Aim of the exercise:
Answer these questions from the obesity and cancer article:
(a) How many types of cancer did the WCRF find convincing evidence linking to body fat?
(b) How many studies did the report select?
(c) What is the most cooked red meat people should eat a week?

### Study text

New report stresses link between obesity, alcohol and cancer

November 2, 2007 in Cancer Prevention, Healthy Eating, Nutrition Topics in the News

New report stresses link between obesity, alcohol and cancer
Keeping slim is one of the best ways of preventing cancer, as is avoiding excessive amounts of red meat and wine, a landmark study has revealed. 

The World Cancer Research Fund (WCRF) said the link between body fat and cancer is closer than generally realised. It found convincing evidence of a link to six types of cancer, five more than in its last report, 10 years ago.

Among the new types are colorectal (bowel) and post-menopausal breast cancer.

Professor Michael Marmot, chair of the panel of 21 eminent scientists who compiled the report, said: "We are recommending that people aim to be as lean as possible within the healthy range, and that they avoid weight gain throughout adulthood."

The report, which selected 7,000 studies from a worldwide pool of 500,000 written since records began in the 1960s, includes five key findings.

They are that processed meats, such as ham and bacon, increase the risk of colorectal cancer, and should be eaten sparingly.

Another is the link between red meat and colorectal cancer, for which the evidence is stronger than ever. People should not eat more than 500g of cooked red meat a week - or between 700g and 750g for "blue" or uncooked meat.

######
### Listed entries

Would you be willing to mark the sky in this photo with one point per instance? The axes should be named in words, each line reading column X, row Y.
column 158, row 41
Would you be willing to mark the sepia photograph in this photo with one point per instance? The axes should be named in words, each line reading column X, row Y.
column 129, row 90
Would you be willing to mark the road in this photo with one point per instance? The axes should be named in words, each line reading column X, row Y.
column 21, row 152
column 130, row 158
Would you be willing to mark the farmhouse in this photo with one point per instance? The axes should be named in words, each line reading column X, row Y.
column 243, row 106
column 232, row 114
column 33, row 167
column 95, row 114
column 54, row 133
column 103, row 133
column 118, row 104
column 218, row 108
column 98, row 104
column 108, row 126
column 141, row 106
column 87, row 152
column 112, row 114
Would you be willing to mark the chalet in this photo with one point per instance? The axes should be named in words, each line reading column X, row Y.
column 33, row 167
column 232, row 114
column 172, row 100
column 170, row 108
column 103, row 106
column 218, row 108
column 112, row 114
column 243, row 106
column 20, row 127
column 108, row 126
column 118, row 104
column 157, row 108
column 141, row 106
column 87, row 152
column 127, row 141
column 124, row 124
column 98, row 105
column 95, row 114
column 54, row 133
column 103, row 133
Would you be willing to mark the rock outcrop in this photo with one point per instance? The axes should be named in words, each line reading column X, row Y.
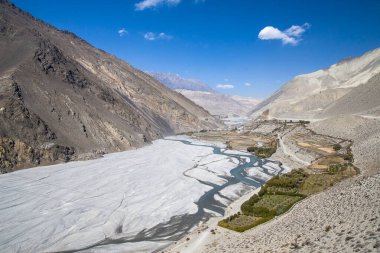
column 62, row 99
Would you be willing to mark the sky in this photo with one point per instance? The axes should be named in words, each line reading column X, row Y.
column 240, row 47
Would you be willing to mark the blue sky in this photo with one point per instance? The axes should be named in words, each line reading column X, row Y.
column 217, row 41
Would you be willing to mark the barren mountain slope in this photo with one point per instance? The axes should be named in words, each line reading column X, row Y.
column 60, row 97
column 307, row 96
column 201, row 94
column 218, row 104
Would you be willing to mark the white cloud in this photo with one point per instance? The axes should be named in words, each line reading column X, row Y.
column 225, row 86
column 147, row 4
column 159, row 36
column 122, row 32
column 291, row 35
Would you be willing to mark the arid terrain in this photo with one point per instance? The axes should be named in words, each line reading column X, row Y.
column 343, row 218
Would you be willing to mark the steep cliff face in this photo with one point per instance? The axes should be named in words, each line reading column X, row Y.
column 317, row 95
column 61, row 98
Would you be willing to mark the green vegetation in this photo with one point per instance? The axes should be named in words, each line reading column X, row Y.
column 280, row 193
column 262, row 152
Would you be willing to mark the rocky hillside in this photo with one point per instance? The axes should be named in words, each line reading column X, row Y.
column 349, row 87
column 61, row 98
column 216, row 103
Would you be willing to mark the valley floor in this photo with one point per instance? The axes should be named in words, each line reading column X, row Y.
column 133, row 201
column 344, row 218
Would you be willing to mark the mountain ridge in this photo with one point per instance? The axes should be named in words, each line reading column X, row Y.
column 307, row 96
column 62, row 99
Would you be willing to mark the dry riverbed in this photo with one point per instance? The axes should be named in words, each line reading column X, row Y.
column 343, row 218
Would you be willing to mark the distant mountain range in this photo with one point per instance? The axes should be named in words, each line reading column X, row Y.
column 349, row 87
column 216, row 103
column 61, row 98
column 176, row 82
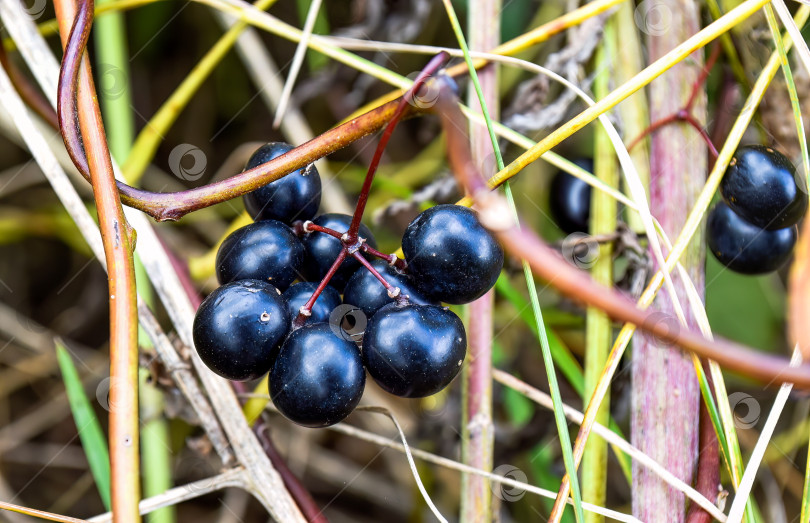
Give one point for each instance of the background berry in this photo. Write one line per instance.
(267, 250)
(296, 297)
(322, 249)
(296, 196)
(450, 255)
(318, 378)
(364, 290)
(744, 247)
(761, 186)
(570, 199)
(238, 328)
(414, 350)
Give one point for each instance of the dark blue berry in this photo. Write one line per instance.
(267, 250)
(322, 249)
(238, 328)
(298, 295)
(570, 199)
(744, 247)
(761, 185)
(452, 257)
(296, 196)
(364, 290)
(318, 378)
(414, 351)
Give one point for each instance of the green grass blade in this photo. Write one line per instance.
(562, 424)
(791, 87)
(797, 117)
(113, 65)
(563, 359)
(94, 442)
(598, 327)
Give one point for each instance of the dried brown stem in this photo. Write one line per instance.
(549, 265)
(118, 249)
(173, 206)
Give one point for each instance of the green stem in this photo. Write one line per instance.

######

Response below:
(a) Six
(b) 7,000
(c) 500g